:: Data records

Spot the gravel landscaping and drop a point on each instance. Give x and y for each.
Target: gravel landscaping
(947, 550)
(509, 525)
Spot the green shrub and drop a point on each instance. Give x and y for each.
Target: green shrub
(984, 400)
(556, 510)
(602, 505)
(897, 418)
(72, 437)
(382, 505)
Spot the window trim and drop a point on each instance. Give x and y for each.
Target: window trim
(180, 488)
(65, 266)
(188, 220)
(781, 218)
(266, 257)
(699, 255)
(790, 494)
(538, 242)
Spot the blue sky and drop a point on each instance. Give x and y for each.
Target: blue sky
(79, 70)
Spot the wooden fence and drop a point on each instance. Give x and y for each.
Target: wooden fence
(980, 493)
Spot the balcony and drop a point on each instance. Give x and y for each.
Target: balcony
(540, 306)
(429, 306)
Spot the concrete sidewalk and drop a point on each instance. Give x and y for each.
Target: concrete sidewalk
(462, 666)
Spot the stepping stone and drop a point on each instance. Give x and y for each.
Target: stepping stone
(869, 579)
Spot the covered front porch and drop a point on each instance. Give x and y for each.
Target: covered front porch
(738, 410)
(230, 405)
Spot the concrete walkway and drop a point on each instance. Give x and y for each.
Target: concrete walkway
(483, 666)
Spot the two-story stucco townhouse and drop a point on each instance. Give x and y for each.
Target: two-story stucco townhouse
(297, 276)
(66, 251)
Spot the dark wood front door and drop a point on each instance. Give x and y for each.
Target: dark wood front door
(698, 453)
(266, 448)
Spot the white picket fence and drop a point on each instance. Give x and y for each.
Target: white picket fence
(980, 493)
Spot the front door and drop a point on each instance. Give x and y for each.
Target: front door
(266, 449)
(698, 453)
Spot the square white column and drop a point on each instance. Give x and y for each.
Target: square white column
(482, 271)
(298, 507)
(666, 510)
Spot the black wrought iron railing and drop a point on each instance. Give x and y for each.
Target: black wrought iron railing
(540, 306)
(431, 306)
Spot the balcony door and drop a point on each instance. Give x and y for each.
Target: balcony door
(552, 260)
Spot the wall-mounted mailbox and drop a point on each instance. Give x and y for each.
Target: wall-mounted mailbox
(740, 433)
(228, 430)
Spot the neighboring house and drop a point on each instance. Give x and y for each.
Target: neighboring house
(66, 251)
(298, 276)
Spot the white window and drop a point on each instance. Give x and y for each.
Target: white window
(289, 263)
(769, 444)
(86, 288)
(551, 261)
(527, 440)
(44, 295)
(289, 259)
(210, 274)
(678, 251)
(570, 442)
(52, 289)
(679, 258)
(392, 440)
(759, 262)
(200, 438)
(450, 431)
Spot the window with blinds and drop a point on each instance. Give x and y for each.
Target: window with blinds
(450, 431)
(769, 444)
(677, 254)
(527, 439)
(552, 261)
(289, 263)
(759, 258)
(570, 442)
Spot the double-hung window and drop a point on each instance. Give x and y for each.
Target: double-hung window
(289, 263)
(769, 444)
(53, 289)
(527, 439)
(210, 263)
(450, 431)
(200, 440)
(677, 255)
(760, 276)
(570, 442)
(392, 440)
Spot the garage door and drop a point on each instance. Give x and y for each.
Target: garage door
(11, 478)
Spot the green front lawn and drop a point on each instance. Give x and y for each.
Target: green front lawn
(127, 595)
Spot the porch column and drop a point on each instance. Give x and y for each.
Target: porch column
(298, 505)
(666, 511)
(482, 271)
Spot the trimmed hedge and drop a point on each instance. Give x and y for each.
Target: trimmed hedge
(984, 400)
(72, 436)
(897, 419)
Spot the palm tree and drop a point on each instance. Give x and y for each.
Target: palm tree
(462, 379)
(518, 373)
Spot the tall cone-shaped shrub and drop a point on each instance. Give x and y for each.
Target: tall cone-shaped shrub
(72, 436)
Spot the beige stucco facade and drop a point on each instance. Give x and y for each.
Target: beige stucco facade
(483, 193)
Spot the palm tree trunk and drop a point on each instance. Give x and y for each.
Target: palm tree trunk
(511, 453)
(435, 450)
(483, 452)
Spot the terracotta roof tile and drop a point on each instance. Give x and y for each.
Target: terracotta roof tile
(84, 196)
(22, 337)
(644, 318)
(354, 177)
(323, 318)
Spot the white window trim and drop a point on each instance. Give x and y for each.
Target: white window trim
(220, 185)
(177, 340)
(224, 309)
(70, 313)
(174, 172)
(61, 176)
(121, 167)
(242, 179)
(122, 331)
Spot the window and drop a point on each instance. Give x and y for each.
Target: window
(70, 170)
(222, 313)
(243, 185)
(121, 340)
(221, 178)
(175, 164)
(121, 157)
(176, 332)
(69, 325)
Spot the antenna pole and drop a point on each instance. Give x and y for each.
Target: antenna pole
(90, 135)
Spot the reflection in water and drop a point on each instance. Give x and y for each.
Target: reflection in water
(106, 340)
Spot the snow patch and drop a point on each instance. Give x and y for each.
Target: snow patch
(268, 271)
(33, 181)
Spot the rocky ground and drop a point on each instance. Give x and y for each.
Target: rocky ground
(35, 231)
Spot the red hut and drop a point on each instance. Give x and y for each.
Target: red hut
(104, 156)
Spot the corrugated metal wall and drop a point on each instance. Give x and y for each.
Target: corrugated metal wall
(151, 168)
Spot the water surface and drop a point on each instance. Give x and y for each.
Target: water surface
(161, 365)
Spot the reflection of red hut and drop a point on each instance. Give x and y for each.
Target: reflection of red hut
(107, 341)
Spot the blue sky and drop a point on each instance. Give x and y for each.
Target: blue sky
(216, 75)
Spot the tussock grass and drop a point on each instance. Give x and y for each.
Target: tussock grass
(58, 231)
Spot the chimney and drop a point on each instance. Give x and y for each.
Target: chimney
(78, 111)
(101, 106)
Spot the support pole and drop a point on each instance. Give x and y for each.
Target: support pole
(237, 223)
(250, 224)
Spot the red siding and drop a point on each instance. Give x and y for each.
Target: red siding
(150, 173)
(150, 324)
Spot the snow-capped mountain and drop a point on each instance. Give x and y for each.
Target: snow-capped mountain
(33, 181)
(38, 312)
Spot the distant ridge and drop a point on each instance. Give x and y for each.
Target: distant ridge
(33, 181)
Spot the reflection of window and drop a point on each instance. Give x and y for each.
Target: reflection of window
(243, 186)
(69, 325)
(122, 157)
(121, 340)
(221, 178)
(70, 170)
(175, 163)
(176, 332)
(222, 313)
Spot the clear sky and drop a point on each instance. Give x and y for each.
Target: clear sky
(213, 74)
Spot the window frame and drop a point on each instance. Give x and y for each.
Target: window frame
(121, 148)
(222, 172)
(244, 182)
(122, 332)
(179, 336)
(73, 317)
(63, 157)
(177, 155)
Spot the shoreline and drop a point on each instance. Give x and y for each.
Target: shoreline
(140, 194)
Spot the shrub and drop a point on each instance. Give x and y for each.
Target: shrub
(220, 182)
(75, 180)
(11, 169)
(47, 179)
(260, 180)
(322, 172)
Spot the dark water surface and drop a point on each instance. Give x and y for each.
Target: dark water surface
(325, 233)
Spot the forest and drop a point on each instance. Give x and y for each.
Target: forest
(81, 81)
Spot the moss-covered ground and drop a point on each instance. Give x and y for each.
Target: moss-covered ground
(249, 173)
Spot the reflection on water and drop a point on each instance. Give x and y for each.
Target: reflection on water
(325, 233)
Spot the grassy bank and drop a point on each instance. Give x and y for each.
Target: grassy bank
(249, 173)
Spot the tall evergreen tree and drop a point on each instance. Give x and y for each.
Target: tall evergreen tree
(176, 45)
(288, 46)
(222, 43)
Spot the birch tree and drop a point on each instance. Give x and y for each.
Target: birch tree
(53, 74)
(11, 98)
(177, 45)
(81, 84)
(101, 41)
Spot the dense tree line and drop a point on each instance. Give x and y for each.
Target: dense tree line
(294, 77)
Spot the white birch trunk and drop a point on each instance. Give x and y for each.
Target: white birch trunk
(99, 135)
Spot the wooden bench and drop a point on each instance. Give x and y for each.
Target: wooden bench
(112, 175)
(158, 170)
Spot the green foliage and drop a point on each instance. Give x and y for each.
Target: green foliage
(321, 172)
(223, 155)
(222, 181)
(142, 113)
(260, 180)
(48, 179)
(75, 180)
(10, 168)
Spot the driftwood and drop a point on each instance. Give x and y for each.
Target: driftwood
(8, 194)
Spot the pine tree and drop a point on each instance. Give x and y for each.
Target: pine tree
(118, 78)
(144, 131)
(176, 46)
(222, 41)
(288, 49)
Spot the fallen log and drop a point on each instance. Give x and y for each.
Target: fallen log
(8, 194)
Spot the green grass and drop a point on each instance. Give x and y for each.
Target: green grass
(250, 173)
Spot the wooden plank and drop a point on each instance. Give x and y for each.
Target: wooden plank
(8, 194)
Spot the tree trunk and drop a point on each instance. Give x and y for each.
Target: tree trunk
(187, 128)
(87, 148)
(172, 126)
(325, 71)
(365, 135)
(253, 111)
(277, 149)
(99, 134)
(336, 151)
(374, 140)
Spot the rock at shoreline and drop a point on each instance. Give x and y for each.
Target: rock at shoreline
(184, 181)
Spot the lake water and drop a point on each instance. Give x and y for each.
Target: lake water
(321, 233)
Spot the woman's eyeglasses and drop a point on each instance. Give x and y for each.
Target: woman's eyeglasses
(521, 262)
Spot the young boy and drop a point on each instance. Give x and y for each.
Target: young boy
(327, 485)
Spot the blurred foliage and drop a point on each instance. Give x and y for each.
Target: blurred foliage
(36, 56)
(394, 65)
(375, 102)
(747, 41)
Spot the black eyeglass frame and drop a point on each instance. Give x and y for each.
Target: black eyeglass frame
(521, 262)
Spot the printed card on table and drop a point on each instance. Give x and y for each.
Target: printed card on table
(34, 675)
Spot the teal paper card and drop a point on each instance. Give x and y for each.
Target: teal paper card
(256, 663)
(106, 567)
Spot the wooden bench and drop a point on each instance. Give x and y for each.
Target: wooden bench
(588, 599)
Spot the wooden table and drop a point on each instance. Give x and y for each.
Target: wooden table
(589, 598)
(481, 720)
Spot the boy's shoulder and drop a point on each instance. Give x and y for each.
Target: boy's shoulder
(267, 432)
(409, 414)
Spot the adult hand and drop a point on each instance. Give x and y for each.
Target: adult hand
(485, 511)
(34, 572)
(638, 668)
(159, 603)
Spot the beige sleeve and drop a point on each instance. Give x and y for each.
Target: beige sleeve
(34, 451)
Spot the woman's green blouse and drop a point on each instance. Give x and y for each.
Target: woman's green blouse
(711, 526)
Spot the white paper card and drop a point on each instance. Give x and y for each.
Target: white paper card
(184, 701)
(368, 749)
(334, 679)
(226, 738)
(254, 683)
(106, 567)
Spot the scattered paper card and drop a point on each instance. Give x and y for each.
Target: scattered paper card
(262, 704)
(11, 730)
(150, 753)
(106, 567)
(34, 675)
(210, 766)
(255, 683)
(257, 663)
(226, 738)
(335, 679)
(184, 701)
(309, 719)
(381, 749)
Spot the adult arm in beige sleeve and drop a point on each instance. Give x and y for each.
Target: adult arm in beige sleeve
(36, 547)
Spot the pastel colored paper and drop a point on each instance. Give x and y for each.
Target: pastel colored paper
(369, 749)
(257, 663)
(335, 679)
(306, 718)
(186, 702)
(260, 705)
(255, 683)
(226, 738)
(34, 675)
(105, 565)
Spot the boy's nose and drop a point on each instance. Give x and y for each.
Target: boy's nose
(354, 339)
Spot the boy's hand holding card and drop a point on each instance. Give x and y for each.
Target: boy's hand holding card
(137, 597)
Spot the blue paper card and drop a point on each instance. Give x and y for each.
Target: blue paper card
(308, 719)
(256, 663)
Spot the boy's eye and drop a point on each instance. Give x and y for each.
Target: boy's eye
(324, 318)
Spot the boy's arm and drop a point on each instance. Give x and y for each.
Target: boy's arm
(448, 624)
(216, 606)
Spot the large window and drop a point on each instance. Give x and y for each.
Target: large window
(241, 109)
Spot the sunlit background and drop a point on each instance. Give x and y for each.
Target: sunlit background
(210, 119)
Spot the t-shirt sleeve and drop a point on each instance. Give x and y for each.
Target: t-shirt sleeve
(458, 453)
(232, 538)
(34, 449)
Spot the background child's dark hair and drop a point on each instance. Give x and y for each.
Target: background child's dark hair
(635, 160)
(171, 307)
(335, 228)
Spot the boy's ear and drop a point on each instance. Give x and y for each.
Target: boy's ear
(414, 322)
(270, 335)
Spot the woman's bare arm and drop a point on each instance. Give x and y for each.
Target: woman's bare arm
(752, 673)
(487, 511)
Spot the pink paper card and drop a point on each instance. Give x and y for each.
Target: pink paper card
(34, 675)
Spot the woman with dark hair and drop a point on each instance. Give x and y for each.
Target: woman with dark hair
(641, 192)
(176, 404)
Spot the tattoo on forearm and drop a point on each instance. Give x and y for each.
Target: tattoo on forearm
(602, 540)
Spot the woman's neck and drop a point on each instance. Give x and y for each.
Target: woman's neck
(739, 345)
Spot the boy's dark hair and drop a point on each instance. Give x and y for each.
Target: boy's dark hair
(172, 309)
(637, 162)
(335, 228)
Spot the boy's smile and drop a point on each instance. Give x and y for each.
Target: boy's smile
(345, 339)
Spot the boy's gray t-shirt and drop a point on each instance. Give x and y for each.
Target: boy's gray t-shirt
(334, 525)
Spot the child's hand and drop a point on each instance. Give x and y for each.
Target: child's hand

::::

In the listing above, find the line containing "Target: boy's dark hair"; that line and every line after it, through the last, are to be retyped exactly.

Response area
Target: boy's dark hair
(172, 309)
(637, 162)
(335, 228)
Spot the boy's smile and drop a point on each instance. Give x and y for each.
Target: boy's smile
(345, 339)
Spot the boy's gray t-shirt and drop a point on each instance. Give x and y for each.
Target: boy's gray t-shirt
(334, 525)
Spot the child's hand and drop a point on each instance. Give x and y for each.
Target: child's hand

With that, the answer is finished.